Tinubu and the Scarcity of Optimism


In  more  sensible places, President Tinubu’s job approval rating is so woeful that he should have been job hunting by now. In the United Kingdom, the opposition would have called for snap elections to test his popularity and probably throw him out of 10 Downing. In the United States, his party faithful would have been so embarrassed as to defect to the other side of the aisle with their votes. An engineered congressional revolt would either make him sit up or show him the exit door through an impeachment process. These consequences are very remote in Nigeria’s brand of democracy because we are Nigerians. 

In a classic twist of irony  and mass mockery, this presidency is riding on a political slogan –“Renewed Hope”- that literally laughs at the people and deprecates its very authors and vendors. Yet the mockery of that slogan lies at the very heart of our experience now. At a time when an administration is supposed to be renewing our hope in the future, we are experiencing the most drastic erosion of the basis of all hope. At a time when a government is supposed to be renewing our hope in government, the machinery of government has been turned into a cult of deceit. At a time when the political class is supposed to be reinforcing  our hope in the nation, the very foundations of our nationhood are being eroded by a combination of incompetence and self delusion. As a result, optimism, the very intangible glue that holds nations together with each democratic transition is in dire scarcity among most Nigerians. Show me a collection of Nigerians at home or abroad, in the city or in villages and the shortage of optimism becomes the standard greeting. It is a series of rhetorical  questions thrown by everybody at everybody: Where are we going? Where is this country headed? What is the agenda of this administration? What will happen to us? So, what next? 

Among Nigerians of nearly every class, tongue or faith,  it would be a hard search to find too many people who are still optimistic about anything, both about the prospects this government, their own personal lives or those of their businesses  or indeed the very future of the country. The youth are either petrified or are fleeing in droves to other lands. The elderly look back at better earlier days and sometimes break down in tears about promises broken, good times gone by and a sweetness turned into bitter bile. Paradise in peril! Traditional rulers have turned into prophets of doom or professional counselors on the dangers of allowing the population of the poor to overwhelm those who can still find the next meal. The other day, the Chief of Defense Staff had cause to caution fellow Nigerians against the growing habit of raining curses at our fatherland. When people are hungry, frustrated and angry, they can curse even their parents and even mouth abominable heresy!

(Location annotation dataset excerpts)

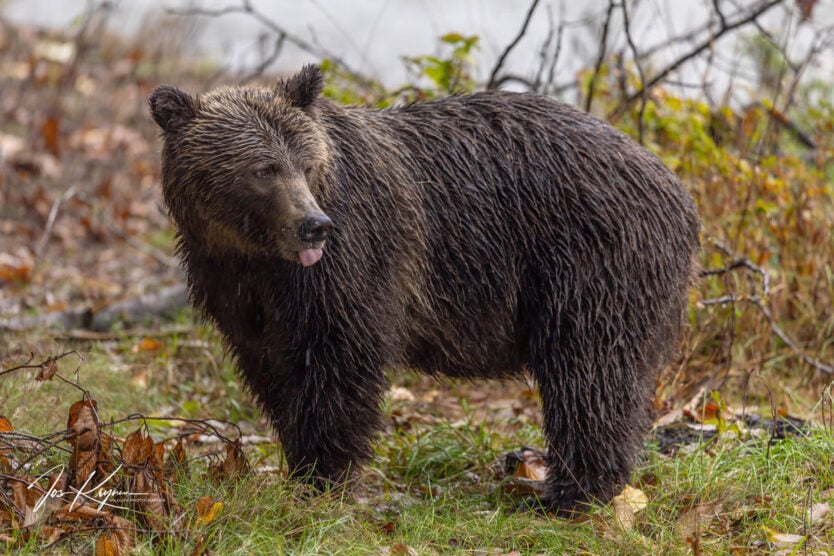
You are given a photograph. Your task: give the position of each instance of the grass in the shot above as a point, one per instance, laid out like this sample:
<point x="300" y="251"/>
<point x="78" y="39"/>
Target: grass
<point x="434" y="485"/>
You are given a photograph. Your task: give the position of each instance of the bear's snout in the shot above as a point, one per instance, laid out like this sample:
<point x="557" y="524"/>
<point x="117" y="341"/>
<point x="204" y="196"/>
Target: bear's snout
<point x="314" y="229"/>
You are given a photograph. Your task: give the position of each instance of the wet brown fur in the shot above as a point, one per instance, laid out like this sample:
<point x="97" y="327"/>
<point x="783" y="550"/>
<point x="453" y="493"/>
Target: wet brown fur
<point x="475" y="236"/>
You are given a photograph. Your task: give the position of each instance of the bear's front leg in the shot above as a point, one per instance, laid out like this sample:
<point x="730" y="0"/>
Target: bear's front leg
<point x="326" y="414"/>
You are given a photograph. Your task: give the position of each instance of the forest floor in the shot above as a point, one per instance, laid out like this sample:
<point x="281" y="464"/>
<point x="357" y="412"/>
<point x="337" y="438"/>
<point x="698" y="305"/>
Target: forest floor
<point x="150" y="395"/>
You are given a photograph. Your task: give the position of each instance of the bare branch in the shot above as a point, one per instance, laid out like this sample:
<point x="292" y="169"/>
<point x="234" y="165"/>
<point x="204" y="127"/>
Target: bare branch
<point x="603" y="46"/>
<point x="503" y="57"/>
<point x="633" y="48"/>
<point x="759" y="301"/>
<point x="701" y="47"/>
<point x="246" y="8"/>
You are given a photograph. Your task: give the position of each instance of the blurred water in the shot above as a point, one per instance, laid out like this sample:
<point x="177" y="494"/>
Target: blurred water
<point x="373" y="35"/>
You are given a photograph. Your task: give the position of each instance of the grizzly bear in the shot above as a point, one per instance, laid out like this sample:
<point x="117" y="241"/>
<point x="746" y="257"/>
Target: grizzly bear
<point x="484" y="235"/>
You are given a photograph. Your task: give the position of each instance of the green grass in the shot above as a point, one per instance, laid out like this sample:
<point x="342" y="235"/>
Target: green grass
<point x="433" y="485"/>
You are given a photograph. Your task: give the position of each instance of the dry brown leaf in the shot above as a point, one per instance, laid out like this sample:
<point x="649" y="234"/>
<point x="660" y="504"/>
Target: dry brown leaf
...
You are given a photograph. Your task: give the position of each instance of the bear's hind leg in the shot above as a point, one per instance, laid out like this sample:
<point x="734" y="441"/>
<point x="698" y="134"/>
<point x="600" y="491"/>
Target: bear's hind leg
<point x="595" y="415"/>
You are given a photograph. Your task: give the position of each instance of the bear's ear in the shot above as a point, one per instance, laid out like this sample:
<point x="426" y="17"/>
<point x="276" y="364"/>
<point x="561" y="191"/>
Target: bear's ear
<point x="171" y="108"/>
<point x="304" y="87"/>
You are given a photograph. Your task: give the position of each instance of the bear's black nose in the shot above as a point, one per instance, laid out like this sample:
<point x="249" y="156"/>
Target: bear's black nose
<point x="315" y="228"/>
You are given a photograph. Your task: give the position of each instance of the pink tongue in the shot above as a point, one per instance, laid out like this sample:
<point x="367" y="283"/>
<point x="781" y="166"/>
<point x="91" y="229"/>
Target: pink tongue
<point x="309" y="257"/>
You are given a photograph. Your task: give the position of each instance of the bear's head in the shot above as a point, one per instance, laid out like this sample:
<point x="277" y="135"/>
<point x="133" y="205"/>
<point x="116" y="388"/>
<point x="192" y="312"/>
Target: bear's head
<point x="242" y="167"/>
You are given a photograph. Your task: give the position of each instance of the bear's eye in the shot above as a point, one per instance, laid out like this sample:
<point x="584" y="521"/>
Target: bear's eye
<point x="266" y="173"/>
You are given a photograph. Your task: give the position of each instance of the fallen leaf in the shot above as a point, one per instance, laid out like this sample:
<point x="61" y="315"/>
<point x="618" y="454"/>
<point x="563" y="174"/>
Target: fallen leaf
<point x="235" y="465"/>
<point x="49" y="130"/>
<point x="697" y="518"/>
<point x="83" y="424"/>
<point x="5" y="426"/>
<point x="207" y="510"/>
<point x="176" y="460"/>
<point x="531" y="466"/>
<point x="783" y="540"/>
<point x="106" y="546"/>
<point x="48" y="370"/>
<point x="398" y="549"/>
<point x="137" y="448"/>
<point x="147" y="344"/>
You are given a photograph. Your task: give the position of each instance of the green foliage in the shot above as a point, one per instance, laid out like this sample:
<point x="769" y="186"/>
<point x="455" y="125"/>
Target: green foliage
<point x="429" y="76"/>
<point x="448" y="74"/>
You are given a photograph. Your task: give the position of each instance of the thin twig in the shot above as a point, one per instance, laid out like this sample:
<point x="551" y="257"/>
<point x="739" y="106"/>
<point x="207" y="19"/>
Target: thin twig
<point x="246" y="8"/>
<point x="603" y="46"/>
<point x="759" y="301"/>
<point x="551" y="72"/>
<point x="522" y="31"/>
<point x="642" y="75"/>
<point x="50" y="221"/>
* * *
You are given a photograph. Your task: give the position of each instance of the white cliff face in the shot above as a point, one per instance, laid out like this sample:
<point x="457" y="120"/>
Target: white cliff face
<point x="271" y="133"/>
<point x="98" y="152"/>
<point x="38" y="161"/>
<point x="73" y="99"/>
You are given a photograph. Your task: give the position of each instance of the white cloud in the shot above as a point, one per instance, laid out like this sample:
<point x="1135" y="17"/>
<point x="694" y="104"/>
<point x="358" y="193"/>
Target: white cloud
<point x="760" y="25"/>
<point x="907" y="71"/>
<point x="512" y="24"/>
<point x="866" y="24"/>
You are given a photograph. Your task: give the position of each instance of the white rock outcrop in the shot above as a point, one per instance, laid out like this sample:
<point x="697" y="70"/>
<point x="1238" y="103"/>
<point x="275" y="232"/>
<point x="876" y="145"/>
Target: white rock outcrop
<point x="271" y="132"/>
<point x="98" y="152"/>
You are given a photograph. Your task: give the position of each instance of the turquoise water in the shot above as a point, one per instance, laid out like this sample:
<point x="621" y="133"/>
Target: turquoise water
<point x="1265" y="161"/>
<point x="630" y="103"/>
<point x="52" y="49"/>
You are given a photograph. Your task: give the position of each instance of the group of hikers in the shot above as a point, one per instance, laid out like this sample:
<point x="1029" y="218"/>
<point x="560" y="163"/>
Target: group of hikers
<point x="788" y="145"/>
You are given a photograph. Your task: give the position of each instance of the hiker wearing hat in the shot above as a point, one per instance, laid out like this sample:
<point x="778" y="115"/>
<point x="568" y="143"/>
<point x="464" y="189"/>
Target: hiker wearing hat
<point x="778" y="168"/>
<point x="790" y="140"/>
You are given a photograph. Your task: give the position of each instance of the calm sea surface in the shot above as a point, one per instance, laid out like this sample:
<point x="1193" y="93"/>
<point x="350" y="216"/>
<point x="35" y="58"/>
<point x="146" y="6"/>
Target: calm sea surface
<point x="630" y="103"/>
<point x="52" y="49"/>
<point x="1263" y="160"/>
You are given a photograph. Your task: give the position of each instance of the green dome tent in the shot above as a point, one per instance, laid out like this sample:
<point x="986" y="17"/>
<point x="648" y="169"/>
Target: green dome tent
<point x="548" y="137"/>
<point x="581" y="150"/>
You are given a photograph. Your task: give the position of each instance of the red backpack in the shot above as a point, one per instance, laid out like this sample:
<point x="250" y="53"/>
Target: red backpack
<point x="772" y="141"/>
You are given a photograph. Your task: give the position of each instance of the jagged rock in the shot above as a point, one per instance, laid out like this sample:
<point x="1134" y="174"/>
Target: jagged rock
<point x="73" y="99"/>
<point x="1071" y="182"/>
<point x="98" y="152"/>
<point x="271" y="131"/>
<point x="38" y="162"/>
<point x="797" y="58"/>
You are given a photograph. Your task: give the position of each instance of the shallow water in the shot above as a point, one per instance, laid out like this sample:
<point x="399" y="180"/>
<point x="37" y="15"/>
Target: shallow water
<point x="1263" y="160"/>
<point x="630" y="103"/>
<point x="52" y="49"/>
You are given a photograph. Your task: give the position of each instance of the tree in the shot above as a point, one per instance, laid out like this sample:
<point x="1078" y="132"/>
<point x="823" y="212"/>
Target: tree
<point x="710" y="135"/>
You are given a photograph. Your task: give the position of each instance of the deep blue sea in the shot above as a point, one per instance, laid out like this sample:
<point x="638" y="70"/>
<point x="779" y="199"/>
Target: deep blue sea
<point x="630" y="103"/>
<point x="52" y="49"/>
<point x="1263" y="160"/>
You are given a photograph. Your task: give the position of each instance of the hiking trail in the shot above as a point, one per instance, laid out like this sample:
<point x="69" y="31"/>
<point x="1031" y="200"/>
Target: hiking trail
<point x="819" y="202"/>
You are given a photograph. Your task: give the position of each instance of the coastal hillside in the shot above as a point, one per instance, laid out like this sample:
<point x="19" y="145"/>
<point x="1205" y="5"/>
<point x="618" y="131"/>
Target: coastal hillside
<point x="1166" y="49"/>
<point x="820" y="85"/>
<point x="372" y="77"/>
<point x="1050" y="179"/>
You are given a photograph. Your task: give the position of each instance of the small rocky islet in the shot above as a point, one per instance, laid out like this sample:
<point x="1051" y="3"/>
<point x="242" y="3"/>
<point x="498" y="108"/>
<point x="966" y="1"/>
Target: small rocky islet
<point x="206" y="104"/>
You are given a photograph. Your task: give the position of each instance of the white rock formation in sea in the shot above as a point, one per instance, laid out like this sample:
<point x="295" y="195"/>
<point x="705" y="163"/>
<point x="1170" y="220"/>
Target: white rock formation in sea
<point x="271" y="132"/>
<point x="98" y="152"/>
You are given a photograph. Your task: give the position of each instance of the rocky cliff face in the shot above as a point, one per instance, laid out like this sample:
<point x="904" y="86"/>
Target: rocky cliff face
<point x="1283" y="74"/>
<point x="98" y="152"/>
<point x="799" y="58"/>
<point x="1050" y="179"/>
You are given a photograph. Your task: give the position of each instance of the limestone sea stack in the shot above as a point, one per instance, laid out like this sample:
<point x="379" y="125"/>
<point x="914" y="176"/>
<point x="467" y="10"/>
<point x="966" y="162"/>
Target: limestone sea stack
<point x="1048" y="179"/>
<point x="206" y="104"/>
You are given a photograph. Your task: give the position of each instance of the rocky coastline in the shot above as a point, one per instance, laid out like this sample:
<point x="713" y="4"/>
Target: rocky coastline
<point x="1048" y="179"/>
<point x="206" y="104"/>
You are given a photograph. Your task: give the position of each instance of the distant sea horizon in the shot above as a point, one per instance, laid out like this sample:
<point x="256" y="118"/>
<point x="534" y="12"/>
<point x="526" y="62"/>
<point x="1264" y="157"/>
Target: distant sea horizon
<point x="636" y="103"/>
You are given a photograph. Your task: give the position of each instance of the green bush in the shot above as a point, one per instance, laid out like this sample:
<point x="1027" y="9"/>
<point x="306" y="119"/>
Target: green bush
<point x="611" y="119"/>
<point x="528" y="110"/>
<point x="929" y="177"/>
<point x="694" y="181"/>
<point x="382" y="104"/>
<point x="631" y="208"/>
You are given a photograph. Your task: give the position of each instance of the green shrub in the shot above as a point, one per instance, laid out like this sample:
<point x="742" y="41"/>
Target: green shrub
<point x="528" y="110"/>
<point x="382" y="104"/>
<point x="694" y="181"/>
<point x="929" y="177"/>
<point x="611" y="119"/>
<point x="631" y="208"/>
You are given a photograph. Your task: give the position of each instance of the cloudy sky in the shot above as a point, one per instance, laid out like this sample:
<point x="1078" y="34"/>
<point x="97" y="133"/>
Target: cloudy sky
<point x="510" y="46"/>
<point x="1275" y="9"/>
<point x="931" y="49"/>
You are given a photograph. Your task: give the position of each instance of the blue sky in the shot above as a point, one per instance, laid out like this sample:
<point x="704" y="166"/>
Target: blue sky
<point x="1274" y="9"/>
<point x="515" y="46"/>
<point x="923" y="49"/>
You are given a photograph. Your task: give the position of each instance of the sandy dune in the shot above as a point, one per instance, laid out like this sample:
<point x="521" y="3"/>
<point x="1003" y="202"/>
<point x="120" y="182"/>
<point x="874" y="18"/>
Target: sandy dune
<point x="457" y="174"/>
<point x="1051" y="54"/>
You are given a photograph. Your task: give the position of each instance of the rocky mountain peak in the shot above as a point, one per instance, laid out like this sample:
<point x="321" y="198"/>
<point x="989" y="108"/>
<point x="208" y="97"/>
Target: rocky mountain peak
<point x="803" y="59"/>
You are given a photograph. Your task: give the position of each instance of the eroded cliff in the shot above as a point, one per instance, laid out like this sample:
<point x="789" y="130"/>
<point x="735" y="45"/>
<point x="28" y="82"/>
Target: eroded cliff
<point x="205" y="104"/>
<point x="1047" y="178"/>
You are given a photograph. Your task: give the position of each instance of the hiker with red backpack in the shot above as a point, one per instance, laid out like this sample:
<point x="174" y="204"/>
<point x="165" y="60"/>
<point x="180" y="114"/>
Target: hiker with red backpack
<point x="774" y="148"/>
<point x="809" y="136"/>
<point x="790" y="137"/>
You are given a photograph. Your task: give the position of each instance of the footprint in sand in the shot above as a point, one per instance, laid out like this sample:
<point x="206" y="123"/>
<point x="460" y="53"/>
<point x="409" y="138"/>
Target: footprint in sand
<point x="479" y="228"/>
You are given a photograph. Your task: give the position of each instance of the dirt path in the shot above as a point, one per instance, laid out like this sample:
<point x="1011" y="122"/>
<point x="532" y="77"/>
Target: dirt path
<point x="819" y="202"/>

Required tasks —
**A.** In the essay on Tinubu and the scarcity of optimism, swap "snap elections" for "early elections" and write out the passage that begins at the words "In  more  sensible places, President" and stops after "we are Nigerians.".
**B.** Write the next part of the essay on Tinubu and the scarcity of optimism, picking up after its last sentence.

Answers per task —
**A.**
In  more  sensible places, President Tinubu’s job approval rating is so woeful that he should have been job hunting by now. In the United Kingdom, the opposition would have called for early elections to test his popularity and probably throw him out of 10 Downing. In the United States, his party faithful would have been so embarrassed as to defect to the other side of the aisle with their votes. An engineered congressional revolt would either make him sit up or show him the exit door through an impeachment process. These consequences are very remote in Nigeria’s brand of democracy because we are Nigerians.

**B.**
On the sad faces of their parents, even our children confront the bleakness of the present and are speechless when it comes to asking about the future.  There is hardly anyone left to run to for reassurance. Irrespective of their position and the direction of their prayer compass, our clergy are getting tired of urging patience and perseverance among their faithful. A nation of inconsolable pessimists. That describes Tinubu’s Nigeria at the moment.

But democracy feeds on optimism. When a democratic outcome dims the prospects of optimism and blurs the horizon of hope, democracy itself becomes bedeviled and imperiled. When elections approach, the electorate is fed on one key diet by campaigning politicians: optimism and hope in a better future. People are told that the coming election is an opportunity to replace declining hope with a new optimism. Incumbency retreats, satisfied that it has done its best. Aspirants mount the rostrum to preach grounds for new optimism. It is optimism about the nation and about the prospective leadership of the nation. The campaign mobs echo the anthem of optimism and the democracy wagon rolls on.

In the dying days of the Buhari administration, the campaigns were fed by an unusual hunger for renewal and perhaps some optimism for a reprieve from the Buhari heist. Anything would be better than Buhari. After eight years of Mr. Buhari’s  virtual locust invasion in the name of governance, people expected and fervently hoped that whatever replaced the clueless Daura general would be better. 

No one dreamt of higher poverty figures. No one expected a rudderless economic environment. No one expected a higher rate of insecurity. No one expected the continuation of an economy bedeviled by debts and lacking enlightened management. Indeed, no one expected a nation literally overrun by enpowered killer herdsmen of doubtful nationality. Worse still, no one expected a totally indifferent national leadership inured to all feeling and compassion for the sufferings of the people. Of all things, no one expected that in our life time, so many Nigerians will become hungry and very angry as to die on queues for rice!

A prevalent note of some optimism pervaded the 2023 presidential campaigns. People looked at the three major political gladiators and concluded that even the worst of the bunch would be better than the incompetent Buhari. The mood of the electorate was to guide Mr. Buhari out of the China shop and hopefully fix the broken parts after his untidy exit. 

Democratic succession is a ceremony of optimism. People hail the winner and minimally hope that a better leadership will inspire confidence in a better government and a better nation.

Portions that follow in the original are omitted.